Each line below should be reproduced without any alteration.

Collection entries
▼▼▼

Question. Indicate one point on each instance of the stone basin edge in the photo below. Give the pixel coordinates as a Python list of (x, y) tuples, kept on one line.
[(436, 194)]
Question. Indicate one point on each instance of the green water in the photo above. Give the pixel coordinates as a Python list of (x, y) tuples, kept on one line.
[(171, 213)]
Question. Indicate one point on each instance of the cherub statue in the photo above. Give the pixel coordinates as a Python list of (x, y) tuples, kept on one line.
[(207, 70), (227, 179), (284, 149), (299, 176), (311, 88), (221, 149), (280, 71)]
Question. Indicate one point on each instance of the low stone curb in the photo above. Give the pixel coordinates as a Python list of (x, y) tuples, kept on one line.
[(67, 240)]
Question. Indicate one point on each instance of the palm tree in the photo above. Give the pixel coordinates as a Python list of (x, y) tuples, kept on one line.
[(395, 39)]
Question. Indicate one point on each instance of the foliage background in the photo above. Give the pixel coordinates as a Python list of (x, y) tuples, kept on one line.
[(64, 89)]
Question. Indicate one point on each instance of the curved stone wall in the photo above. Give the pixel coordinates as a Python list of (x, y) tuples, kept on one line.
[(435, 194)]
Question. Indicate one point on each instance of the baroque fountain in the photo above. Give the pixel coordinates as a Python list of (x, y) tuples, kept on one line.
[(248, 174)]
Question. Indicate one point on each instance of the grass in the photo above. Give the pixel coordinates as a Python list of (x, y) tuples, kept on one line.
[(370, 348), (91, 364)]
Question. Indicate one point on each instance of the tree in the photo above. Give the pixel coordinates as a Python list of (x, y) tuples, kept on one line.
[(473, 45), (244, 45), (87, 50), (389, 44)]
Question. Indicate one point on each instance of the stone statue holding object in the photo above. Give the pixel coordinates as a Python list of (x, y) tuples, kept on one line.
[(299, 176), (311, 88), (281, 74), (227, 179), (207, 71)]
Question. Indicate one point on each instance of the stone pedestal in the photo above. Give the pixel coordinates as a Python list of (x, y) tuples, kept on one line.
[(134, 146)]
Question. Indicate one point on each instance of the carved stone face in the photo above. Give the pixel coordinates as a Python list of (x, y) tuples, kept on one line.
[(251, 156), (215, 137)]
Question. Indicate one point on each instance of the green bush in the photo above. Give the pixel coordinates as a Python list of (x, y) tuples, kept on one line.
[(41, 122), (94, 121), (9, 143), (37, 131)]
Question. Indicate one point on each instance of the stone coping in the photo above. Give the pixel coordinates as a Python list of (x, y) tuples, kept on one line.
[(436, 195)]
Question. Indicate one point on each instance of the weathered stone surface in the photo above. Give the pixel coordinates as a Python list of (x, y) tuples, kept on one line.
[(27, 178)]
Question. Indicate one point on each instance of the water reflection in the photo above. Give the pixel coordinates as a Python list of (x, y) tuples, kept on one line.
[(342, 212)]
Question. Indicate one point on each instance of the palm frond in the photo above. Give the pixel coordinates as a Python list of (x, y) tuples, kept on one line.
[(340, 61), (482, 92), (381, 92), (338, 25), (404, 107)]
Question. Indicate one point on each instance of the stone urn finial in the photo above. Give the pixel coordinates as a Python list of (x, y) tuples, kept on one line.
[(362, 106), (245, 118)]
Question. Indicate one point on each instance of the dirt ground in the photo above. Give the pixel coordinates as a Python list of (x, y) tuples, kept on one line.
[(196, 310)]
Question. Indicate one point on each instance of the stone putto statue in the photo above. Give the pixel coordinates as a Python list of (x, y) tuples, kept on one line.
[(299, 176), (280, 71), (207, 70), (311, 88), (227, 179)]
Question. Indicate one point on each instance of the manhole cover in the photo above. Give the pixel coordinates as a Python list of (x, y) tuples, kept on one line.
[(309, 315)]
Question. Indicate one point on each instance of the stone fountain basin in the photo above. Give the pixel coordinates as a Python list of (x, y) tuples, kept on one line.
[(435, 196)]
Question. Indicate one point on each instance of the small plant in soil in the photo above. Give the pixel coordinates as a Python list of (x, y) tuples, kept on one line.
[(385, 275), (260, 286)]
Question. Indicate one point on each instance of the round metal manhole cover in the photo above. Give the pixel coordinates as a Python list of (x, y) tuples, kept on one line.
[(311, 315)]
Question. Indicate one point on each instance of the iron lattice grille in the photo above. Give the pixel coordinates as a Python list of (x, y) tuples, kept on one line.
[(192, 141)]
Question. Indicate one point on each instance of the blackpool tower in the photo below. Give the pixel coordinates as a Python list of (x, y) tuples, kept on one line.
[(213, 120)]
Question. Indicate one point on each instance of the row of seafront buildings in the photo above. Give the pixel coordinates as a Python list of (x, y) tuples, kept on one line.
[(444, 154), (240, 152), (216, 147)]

▲▲▲

__ANSWER TO THIS TASK__:
Question. Indicate one point on each instance of the stone basin edge in the photo below. Give the pixel coordinates as a Python list of (x, y) tuples, kept on one line.
[(436, 194)]
Question. Indicate one point on each instance of the green water in the photo above. Give the pixel coordinates as a Python list of (x, y) tuples, kept on one line.
[(171, 213)]
Question. Indicate one point on each instance of the cherub statue in the photo above. Give the pixel coordinates as a Python list of (x, y) tuples, kept on one line.
[(207, 70), (227, 179), (284, 149), (299, 176), (311, 88), (221, 149), (280, 71)]
Question. Indicate one point on each instance of the low stone curb in the photo above. Give the pixel coordinates as a Python list of (x, y) tuples, kept on one line.
[(67, 240)]
Question. Indicate one point on each instance of the palm tree in the photo above. Give the pixel coordinates as a Python list of (x, y) tuples, kept on one line.
[(395, 39)]
Question. Indicate one point on each instance of the foliage background in the photo above. Give the pixel coordinates as a Python list of (x, y) tuples, kept on one line.
[(64, 89)]
Question. Indicate one point on each instance of the curved stone wall in the photo above. Give the pixel coordinates as a Python list of (x, y) tuples, kept on one line.
[(435, 194)]
Question. Indicate one point on each instance of the baroque fountain in the photo above. Give the pixel coordinates as a Python list of (x, y) tuples, kept on one line.
[(248, 174)]
Question. Indicate one point on each instance of the grass in the photo above. Give the pixel coordinates as a Python list of (x, y) tuples, kept on one line.
[(370, 348), (91, 364)]
Question. Indicate one point on each instance of the tree in the photo above. Give the pixel coordinates as a Python list of (x, y) tuples, kept on one line.
[(473, 45), (244, 45), (87, 50), (389, 44)]
Question. Indicate one point on each instance of the stone statue holding object in the photo above. Give the pixel coordinates as a Python list of (x, y) tuples, kept on one line.
[(299, 176), (311, 88), (281, 74), (227, 179), (207, 71)]
Question. Indicate one point on each instance of the stone pedestal in the photo above. Give the pixel coordinates as a Python list of (x, y) tuples, kept on one line.
[(134, 146)]
Question. Indicate one point on each instance of the carved stone face in the photo above. Give the pixel coordinates as a Python list of (x, y) tuples, kept on one line.
[(251, 156), (215, 137)]
Question. Indicate one point on each instance of the green bush in the photo above. Give the pixel coordinates as a Python list of (x, y) tuples, kept on one line.
[(41, 122), (94, 121), (9, 143), (37, 131)]
Question. Indicate one point on each instance of the stone coping in the photo above. Give the pixel coordinates as a Python list of (x, y) tuples, kept on one line.
[(436, 195)]
Question. Indicate one point on each instance of the weathered stone surface in the photo above. Give the pixel coordinates as a Python list of (x, y) tuples, kept on one line.
[(27, 178)]
Question. Indicate one point on each instance of the water reflection in the photo above. Give the pixel coordinates as a Python list of (x, y) tuples, kept on one line.
[(342, 212)]
Question. Indicate one point on each instance of the palm frond in the photo above. Give the pixel coordinates as a Python list of (x, y) tuples, kept on one line.
[(340, 61), (482, 92), (381, 92), (338, 25), (404, 107)]
Question. Indicate one point on each instance of the stone urn finial in the photo above. Give the pixel coordinates as a Python list of (x, y) tuples, kept on one line.
[(362, 106), (245, 118)]
Question. Indicate one point on each instance of the dirt ground in the photo above. Give the pixel coordinates as a Python list of (x, y) tuples, kept on one line.
[(196, 310)]
Question. Indicate one point on each instance of the stone putto statue in the photo above. Give the pixel coordinates as a Python list of (x, y) tuples, kept on one line.
[(299, 176), (280, 71), (207, 70), (311, 88), (227, 179)]
Question. Indicate one point on each instance of the manhole cover in the photo above. Give the pixel coordinates as a Python list of (x, y) tuples, kept on one line.
[(309, 315)]
Question. Indicate one point on each instance of the stone fountain basin in the photo above. Give the pixel coordinates as a Python list of (x, y) tuples, kept on one line.
[(435, 196)]
Question. Indicate one point on each instance of the small plant in soil in the photo above. Give the pixel coordinates as a Python list of (x, y) tuples, kept on one line.
[(385, 275), (260, 286)]
Question. Indicate one point on each instance of the round metal manhole cover in the photo above. Give the pixel coordinates as a Python list of (x, y) tuples, kept on one line.
[(311, 315)]
Question. Indicate one point on each instance of the iron lattice grille in the photo above. Give the pixel coordinates as a Python list of (x, y) tuples, kept on one line.
[(192, 141)]
Question. Indicate one point on each instance of the blackpool tower in the photo below. Give the pixel coordinates as a Python list of (x, y) tuples, kept on one line.
[(213, 120)]
Question. Indicate one point on each instance of the row of seafront buildings in the photo above. Give the pixel coordinates as a Python list of (x, y) tuples, kept on one line.
[(444, 154), (240, 152), (216, 147)]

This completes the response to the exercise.